Stored items from a collection
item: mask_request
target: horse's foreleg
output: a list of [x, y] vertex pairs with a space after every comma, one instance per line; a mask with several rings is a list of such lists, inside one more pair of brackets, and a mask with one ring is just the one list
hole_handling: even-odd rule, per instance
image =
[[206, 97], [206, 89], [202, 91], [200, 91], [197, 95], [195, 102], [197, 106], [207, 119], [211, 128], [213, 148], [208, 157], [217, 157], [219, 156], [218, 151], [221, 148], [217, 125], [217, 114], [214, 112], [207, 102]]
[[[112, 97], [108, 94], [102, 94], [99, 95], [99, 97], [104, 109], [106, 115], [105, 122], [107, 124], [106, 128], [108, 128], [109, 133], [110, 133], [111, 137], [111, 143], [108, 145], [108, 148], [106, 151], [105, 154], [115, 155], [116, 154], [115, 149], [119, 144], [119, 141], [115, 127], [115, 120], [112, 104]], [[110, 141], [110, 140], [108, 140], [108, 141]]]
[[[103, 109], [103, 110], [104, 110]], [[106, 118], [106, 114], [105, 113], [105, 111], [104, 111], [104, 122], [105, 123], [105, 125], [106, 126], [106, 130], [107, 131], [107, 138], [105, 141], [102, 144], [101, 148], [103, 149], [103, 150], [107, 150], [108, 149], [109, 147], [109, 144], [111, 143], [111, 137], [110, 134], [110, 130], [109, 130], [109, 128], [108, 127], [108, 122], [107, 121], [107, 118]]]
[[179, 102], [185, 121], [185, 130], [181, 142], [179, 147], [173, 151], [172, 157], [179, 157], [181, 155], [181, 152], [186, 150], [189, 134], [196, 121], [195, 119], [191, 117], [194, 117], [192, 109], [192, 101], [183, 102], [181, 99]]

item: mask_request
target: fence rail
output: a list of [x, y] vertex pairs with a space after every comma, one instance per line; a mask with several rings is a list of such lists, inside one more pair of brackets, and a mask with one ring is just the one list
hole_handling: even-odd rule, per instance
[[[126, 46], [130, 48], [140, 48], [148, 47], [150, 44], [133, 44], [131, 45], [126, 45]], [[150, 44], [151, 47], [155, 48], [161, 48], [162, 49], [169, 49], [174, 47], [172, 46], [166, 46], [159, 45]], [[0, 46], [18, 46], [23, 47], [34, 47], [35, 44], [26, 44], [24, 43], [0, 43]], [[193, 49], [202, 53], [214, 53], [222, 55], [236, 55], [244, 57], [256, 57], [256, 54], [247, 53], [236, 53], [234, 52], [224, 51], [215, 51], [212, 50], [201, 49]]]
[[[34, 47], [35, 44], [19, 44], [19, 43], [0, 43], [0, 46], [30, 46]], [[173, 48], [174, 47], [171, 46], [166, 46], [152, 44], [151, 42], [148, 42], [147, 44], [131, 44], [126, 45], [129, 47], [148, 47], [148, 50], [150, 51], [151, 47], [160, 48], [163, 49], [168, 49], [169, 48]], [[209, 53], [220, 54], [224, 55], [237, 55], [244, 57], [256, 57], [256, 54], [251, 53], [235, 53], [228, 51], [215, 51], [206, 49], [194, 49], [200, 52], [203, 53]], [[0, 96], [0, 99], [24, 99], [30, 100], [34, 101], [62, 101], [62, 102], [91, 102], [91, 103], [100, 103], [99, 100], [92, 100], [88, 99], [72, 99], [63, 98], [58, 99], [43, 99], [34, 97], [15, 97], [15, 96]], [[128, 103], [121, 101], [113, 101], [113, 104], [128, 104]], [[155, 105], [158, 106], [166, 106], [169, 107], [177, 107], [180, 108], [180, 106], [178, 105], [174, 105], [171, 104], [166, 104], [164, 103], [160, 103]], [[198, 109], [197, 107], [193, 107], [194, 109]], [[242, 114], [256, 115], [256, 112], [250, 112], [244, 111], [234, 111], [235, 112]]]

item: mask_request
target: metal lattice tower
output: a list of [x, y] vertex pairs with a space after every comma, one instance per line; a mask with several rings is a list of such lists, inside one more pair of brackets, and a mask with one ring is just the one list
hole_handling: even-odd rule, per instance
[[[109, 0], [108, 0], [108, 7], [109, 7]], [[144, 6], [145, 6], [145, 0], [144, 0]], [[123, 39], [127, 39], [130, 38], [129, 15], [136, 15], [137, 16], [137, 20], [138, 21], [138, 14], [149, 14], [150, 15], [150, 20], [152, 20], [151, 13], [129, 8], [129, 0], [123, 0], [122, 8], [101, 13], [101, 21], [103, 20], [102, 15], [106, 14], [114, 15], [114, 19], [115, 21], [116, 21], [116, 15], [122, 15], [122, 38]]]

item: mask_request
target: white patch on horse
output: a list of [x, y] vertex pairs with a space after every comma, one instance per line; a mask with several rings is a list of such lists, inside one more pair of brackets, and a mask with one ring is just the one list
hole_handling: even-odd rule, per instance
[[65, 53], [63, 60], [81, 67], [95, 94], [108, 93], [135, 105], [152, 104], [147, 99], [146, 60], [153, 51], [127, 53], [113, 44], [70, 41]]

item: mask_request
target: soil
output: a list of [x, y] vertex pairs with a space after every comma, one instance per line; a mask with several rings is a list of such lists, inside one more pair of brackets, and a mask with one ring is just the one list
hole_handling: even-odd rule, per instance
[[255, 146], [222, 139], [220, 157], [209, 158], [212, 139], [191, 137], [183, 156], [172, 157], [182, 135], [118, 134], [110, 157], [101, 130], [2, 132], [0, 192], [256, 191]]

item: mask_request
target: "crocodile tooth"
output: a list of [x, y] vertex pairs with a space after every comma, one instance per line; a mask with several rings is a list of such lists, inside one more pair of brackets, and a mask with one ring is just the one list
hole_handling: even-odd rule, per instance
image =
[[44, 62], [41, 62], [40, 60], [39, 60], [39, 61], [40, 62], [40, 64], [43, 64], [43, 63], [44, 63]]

Written instruction:
Starting with the first line of the items and going on through the line containing "102], [181, 99]]", write out every line again, keeping all text that is not an answer unchanged. In the answers, multiply each vertex coordinate by 0.85 and round it to a whole number, rounding halves up.

Exercise result:
item: mask_request
target: horse's foreleg
output: a list of [x, y] vertex pairs with a space after every comma, one instance per line; a mask with several rings is a list of such lists, inside one more pair of brackets, and a mask with one ring is just the one list
hole_handling: even-odd rule, per instance
image =
[[175, 82], [175, 76], [172, 77], [170, 77], [167, 81], [166, 87], [167, 90], [176, 101], [179, 109], [181, 126], [177, 133], [184, 133], [186, 133], [185, 128], [188, 126], [184, 106], [184, 97], [182, 95], [176, 87]]
[[[95, 82], [92, 80], [87, 80], [84, 81], [84, 82], [88, 93], [90, 98], [89, 104], [91, 105], [90, 109], [92, 109], [93, 113], [94, 113], [94, 116], [94, 122], [92, 123], [92, 126], [90, 128], [89, 131], [98, 132], [99, 131], [98, 127], [101, 122], [101, 120], [98, 108], [98, 102], [95, 88]], [[94, 120], [94, 119], [92, 119], [92, 120]]]
[[[88, 93], [88, 94], [88, 94]], [[90, 100], [90, 97], [89, 96], [89, 94], [88, 94], [88, 104], [89, 105], [89, 106], [90, 107], [90, 111], [91, 111], [91, 117], [89, 120], [87, 122], [86, 126], [88, 127], [88, 128], [91, 128], [92, 127], [93, 125], [93, 122], [94, 122], [94, 116], [94, 114], [94, 111], [93, 111], [93, 109], [92, 108], [92, 104], [91, 103], [91, 100]]]
[[152, 87], [157, 103], [157, 111], [154, 121], [152, 125], [147, 128], [146, 133], [152, 133], [154, 132], [154, 129], [158, 128], [161, 114], [167, 103], [166, 101], [162, 99], [165, 99], [163, 93], [163, 86], [156, 87], [154, 84]]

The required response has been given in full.